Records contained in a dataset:
= = =

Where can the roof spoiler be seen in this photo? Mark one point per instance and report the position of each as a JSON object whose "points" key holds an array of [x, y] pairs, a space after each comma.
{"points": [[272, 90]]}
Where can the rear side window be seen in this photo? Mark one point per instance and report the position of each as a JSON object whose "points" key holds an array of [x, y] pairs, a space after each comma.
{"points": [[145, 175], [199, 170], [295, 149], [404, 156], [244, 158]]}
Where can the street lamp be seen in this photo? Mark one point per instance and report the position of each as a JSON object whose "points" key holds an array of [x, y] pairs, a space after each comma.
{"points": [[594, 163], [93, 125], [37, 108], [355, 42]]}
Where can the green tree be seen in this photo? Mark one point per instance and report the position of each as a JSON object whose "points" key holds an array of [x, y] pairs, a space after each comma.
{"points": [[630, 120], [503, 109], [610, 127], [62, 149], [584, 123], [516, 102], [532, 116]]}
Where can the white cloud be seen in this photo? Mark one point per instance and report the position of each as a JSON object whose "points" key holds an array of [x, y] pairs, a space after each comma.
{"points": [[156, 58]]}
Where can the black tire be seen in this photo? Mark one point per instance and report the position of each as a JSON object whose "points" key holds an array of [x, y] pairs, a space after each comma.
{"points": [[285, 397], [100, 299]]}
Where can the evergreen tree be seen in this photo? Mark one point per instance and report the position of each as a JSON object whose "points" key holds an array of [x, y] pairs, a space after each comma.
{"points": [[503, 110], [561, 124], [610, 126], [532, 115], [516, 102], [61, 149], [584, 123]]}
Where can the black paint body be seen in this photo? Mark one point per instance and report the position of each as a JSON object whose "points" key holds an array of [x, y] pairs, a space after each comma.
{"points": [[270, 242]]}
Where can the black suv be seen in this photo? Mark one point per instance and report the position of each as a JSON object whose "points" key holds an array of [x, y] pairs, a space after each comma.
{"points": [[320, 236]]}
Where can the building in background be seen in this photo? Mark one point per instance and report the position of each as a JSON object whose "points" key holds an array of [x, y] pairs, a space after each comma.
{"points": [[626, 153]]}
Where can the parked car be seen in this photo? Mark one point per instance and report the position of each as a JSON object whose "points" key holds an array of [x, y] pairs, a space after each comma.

= = =

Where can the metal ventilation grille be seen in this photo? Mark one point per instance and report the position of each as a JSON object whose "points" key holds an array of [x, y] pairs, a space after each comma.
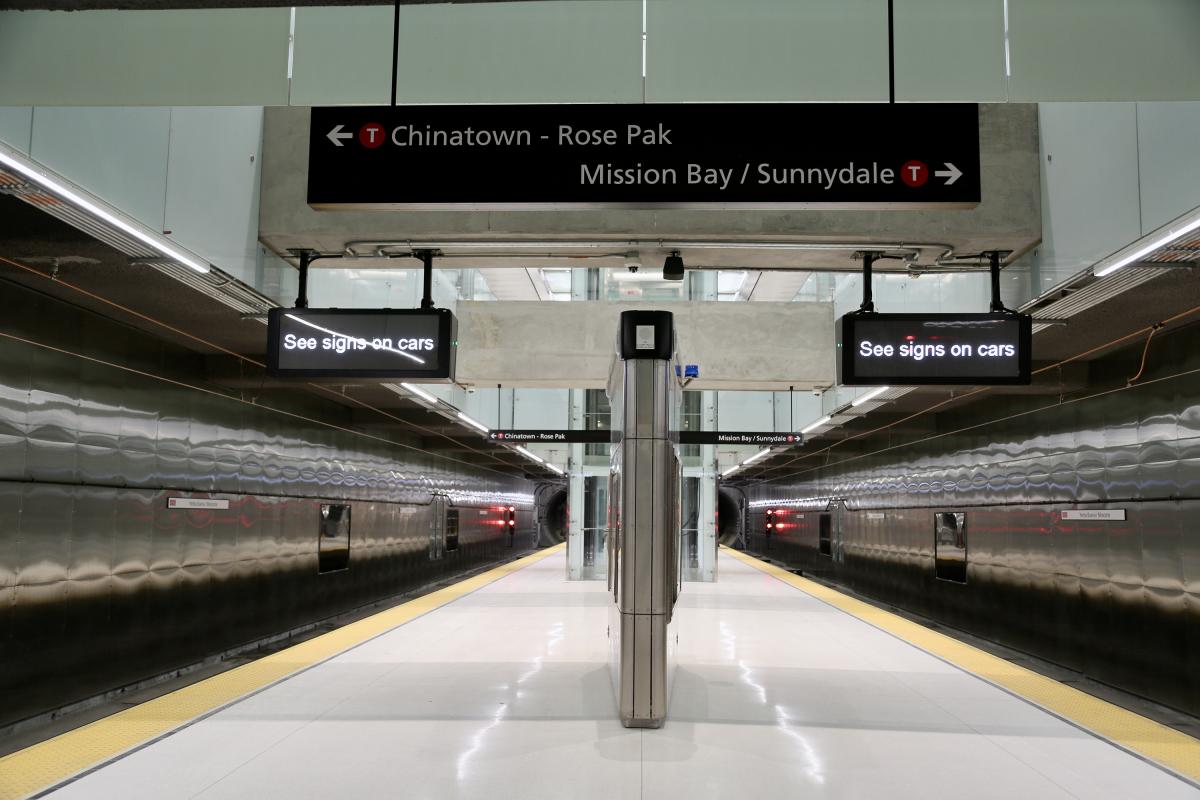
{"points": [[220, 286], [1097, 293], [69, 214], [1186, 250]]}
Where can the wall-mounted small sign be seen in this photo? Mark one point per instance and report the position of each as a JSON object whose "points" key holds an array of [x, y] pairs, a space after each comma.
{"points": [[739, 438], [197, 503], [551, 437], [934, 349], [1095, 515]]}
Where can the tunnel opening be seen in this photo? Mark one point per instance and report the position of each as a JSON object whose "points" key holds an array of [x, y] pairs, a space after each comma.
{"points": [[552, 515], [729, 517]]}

= = =

Written task:
Copy out the data from the line with "Where can the evergreen" up to and including the line with "Where can the parked", keeping every line unchanged.

Answer for the task:
Where can the evergreen tree be seen in this photo? Mark one point per instance and report the position of each as a JSON object whose "points" key holds an array of [x, y] pairs, a space after each comma.
{"points": [[503, 110], [561, 124], [610, 126], [532, 115], [516, 102], [61, 149], [584, 123]]}
Where can the black paint body be seen in this photo? Mark one point per instance and report the position of each as a JSON object whose "points" key holds an array of [x, y] pairs, a space after each comma.
{"points": [[270, 242]]}
Where can the black suv be seen in this photo? Mark one point per instance and report the position of each as a JSON object whose "points" key holds an array of [x, y] pairs, a space after each comma.
{"points": [[320, 236]]}
Where can the building in background be seen in this photo? Mark one point per instance and report the position of each as a JSON object whose "points" key holds an array of [x, y] pairs, a space after each comma.
{"points": [[626, 153]]}
Where can the parked car be seen in this photo? Mark one point per instance and report the position of each as a JSON object whose "points" key holds an array of [x, y] pairs, a space after each comma.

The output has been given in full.